§ Written request
Starting at the line with "Identify each instance of the wooden table", transcribe each line through the final one, both included, and add nothing.

§ Record set
+++
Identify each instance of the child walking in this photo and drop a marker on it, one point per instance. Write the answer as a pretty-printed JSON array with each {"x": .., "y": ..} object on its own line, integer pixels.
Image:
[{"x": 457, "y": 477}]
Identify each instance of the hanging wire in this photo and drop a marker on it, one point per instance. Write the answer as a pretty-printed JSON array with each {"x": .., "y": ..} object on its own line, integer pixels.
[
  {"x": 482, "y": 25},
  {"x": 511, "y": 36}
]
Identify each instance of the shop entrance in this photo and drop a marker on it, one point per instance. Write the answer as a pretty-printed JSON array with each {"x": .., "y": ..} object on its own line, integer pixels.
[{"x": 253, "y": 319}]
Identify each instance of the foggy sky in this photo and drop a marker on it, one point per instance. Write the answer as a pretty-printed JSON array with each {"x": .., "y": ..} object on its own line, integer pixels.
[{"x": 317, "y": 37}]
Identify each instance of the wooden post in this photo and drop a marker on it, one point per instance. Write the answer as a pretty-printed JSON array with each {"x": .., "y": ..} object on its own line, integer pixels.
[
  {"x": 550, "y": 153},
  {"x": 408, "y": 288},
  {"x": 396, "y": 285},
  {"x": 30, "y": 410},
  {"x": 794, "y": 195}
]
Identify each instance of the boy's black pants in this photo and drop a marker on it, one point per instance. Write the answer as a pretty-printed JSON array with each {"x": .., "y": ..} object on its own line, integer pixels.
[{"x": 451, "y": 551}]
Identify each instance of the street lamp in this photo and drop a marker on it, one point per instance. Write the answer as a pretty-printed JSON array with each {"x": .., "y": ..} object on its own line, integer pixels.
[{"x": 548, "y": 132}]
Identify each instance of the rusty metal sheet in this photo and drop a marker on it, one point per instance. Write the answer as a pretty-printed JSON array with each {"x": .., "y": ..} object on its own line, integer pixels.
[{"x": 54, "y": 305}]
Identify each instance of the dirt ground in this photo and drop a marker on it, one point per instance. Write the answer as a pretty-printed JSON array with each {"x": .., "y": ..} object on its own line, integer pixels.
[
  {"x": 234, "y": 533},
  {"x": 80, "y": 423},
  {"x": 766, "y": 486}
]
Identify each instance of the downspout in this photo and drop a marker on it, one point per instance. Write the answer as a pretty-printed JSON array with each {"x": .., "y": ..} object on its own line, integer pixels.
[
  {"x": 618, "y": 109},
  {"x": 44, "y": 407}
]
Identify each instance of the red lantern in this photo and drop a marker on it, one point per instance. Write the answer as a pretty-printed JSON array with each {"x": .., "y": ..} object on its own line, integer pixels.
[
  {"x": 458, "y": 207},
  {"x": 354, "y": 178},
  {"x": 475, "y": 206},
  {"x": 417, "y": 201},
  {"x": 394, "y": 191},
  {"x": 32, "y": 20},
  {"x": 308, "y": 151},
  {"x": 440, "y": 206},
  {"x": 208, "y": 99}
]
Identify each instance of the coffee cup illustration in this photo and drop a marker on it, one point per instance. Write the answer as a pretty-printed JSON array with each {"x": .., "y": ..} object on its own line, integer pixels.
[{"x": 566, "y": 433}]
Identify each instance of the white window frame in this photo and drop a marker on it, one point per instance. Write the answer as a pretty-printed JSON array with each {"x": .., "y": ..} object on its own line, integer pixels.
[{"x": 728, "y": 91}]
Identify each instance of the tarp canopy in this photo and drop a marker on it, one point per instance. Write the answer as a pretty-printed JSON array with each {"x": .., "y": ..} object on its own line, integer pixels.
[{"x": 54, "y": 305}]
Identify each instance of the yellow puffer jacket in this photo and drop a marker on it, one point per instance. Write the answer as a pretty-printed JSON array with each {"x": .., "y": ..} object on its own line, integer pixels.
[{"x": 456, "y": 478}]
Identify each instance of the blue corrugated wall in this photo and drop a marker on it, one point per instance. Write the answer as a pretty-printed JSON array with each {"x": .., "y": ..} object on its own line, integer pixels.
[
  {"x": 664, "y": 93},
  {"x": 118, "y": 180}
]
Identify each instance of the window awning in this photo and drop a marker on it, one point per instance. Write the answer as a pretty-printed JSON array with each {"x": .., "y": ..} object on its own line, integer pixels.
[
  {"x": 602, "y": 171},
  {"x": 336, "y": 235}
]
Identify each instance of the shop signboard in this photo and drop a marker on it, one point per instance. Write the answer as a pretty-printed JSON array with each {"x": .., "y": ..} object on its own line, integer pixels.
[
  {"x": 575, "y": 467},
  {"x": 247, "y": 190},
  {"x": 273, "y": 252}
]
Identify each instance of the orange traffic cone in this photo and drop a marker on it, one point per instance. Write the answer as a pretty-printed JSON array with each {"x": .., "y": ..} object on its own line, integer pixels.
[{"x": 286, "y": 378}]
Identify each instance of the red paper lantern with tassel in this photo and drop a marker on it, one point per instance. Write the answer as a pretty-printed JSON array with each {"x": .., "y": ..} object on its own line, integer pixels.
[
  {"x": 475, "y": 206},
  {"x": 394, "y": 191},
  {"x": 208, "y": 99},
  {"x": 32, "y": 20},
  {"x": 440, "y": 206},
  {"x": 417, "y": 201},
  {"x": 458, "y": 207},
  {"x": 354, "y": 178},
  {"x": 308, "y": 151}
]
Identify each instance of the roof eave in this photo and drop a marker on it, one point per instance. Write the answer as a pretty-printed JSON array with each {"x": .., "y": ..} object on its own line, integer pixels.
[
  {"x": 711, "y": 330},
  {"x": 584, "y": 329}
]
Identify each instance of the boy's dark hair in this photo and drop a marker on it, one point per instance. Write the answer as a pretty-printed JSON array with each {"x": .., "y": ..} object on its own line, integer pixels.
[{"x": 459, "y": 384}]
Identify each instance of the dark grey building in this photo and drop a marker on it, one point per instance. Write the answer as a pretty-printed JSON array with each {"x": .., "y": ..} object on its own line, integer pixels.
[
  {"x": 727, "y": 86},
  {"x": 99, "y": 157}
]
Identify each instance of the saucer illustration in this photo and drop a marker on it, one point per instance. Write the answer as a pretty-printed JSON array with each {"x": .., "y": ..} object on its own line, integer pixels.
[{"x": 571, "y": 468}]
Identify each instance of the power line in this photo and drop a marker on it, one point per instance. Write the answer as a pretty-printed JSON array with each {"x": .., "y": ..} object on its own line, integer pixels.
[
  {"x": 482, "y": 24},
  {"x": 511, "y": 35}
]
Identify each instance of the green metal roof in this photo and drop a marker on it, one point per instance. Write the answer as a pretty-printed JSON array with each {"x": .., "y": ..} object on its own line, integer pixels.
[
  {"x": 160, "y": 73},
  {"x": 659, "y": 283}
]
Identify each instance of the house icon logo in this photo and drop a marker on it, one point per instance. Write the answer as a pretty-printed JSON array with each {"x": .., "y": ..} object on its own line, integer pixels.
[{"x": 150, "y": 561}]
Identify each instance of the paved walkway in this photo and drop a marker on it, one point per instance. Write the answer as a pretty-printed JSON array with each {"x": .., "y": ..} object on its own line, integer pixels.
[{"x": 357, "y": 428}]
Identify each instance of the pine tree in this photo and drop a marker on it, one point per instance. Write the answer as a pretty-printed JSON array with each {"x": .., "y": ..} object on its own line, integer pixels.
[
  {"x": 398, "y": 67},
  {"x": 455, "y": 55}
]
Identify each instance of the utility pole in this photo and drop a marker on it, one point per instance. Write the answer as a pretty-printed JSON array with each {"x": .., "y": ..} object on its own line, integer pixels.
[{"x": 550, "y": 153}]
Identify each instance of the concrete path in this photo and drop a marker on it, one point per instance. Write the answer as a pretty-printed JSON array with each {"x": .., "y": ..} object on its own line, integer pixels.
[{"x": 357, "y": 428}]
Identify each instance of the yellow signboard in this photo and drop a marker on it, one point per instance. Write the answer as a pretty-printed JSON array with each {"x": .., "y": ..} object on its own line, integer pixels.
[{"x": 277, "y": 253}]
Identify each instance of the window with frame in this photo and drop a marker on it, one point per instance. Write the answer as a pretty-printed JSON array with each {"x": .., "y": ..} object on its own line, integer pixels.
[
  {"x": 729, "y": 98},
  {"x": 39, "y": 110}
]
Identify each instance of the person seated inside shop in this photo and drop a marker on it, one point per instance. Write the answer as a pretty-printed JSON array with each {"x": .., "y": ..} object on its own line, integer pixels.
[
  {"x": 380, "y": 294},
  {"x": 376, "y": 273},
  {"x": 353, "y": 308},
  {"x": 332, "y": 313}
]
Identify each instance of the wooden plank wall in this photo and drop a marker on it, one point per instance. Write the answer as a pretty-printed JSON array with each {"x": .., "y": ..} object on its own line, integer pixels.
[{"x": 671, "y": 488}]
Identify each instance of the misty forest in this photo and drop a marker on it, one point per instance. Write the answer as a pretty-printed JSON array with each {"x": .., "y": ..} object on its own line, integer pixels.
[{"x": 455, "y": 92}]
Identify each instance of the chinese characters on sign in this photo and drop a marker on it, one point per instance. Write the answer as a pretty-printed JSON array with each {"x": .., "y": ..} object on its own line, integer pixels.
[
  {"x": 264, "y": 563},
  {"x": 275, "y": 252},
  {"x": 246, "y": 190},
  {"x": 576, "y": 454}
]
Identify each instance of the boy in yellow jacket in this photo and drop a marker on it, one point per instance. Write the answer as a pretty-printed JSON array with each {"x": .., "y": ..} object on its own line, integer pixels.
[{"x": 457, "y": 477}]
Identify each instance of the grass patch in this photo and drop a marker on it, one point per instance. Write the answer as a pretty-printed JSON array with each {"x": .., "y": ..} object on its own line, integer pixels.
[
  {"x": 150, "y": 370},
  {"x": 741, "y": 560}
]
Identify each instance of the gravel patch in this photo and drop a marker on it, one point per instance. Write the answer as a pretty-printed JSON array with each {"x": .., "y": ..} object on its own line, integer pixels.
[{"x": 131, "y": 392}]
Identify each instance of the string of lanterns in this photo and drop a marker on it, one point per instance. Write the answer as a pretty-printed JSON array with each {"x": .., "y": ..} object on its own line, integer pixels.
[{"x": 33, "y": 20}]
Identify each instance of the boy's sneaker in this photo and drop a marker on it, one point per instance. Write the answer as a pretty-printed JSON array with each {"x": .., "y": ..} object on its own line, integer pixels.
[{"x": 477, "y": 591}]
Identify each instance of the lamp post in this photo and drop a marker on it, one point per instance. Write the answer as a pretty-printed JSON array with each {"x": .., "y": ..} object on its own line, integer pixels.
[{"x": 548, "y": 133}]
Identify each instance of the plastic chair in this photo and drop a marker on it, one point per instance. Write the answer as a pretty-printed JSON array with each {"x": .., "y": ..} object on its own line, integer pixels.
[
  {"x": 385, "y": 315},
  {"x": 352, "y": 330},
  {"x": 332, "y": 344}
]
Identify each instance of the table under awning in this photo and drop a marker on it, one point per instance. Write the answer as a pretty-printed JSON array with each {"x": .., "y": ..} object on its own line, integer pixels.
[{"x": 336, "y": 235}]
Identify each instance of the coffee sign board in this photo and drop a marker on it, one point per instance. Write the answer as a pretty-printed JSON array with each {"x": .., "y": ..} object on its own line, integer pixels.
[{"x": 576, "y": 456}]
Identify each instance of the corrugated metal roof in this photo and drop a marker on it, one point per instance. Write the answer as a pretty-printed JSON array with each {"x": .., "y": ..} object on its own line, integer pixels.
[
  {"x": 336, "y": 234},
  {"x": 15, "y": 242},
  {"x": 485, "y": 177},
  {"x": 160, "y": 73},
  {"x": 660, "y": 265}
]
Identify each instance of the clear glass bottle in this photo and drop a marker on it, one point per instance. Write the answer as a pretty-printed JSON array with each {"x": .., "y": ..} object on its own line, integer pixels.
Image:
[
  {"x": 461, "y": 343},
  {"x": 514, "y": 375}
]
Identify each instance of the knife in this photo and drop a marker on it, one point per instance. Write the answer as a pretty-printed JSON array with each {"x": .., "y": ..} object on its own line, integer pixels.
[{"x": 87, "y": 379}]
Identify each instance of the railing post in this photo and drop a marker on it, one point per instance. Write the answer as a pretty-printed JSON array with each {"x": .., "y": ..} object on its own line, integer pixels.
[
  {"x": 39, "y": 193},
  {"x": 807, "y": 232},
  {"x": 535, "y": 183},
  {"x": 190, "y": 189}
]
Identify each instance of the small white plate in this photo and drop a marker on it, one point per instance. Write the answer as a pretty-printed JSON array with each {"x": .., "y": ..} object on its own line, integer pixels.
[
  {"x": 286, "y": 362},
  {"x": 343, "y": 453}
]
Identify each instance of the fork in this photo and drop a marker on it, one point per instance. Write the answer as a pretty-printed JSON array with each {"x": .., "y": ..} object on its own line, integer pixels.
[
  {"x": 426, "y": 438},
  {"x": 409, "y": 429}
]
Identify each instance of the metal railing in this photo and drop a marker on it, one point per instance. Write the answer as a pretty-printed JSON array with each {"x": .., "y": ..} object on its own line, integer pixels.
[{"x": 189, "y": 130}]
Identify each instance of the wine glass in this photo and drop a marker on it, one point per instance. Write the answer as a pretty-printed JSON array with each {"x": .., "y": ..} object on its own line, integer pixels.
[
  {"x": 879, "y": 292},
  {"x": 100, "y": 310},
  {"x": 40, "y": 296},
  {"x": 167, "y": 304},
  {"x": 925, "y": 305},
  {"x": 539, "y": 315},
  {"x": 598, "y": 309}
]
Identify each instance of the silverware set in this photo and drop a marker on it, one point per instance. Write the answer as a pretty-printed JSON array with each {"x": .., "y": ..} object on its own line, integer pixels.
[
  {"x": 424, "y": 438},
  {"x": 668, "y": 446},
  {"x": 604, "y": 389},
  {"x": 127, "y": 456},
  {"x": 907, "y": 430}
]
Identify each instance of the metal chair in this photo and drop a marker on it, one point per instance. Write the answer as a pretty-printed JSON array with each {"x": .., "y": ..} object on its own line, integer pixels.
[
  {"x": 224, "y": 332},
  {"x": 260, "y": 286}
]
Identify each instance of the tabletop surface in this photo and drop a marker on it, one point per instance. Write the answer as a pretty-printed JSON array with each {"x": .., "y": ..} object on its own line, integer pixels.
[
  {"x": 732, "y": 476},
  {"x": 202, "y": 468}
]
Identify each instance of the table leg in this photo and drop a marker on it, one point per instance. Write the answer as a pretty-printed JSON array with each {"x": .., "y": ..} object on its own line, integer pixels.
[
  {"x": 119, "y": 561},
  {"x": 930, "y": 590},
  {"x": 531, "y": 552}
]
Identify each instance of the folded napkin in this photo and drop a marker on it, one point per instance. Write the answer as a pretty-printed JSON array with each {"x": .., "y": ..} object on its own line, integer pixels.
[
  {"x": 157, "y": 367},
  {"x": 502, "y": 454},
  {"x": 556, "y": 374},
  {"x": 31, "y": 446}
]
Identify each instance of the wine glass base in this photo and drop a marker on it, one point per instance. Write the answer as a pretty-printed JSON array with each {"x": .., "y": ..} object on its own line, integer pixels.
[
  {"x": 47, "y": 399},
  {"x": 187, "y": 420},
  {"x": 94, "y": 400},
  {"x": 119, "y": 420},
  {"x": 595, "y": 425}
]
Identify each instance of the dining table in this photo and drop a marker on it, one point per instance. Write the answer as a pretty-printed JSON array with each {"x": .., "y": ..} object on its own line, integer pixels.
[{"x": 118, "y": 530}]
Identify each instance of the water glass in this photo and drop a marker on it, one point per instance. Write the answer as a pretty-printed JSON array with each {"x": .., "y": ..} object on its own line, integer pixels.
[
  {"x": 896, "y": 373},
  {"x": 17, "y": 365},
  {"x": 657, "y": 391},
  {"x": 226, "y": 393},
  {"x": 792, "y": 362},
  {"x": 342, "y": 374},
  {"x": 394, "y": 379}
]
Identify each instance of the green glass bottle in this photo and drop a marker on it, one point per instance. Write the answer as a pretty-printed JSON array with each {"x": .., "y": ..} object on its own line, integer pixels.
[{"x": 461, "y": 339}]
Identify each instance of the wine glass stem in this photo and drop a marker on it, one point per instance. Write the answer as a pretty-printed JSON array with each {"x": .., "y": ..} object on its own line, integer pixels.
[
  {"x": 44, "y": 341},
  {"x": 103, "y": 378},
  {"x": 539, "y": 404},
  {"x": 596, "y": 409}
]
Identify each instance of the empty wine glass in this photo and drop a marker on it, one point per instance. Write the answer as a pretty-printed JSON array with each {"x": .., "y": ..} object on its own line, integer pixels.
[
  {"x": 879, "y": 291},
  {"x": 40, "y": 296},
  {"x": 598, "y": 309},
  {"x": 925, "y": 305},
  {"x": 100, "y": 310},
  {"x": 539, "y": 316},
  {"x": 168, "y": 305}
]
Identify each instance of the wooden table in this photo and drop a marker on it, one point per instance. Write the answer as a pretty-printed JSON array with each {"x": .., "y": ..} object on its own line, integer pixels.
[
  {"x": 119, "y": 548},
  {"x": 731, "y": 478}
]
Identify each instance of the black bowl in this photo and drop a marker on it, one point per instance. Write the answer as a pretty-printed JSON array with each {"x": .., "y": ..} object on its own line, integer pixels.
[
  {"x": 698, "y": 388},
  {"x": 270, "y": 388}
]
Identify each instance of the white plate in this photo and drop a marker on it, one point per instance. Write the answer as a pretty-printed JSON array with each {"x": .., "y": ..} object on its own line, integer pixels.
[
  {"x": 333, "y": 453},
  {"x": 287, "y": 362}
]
+++
§ Final result
Identify each instance of the wooden table in this photo and drop a marker on it, one point per instance. Write the answer as a pretty-printed JSON array with each {"x": .., "y": ..} object on its own line, integer pixels.
[
  {"x": 119, "y": 548},
  {"x": 731, "y": 478}
]
Identify each instance of the black bowl in this photo and drop a marker on it, one point per instance. Write the answer as a pretty-printed JSON array with each {"x": .., "y": ..} object on its own line, integer pixels.
[
  {"x": 698, "y": 388},
  {"x": 270, "y": 388}
]
Identify each instance of the white plate in this photo and drop a marker on it, one point per instance. Write the answer as a pretty-printed JSON array with each {"x": .., "y": ..} object on its own line, integer pixels.
[
  {"x": 333, "y": 453},
  {"x": 287, "y": 362}
]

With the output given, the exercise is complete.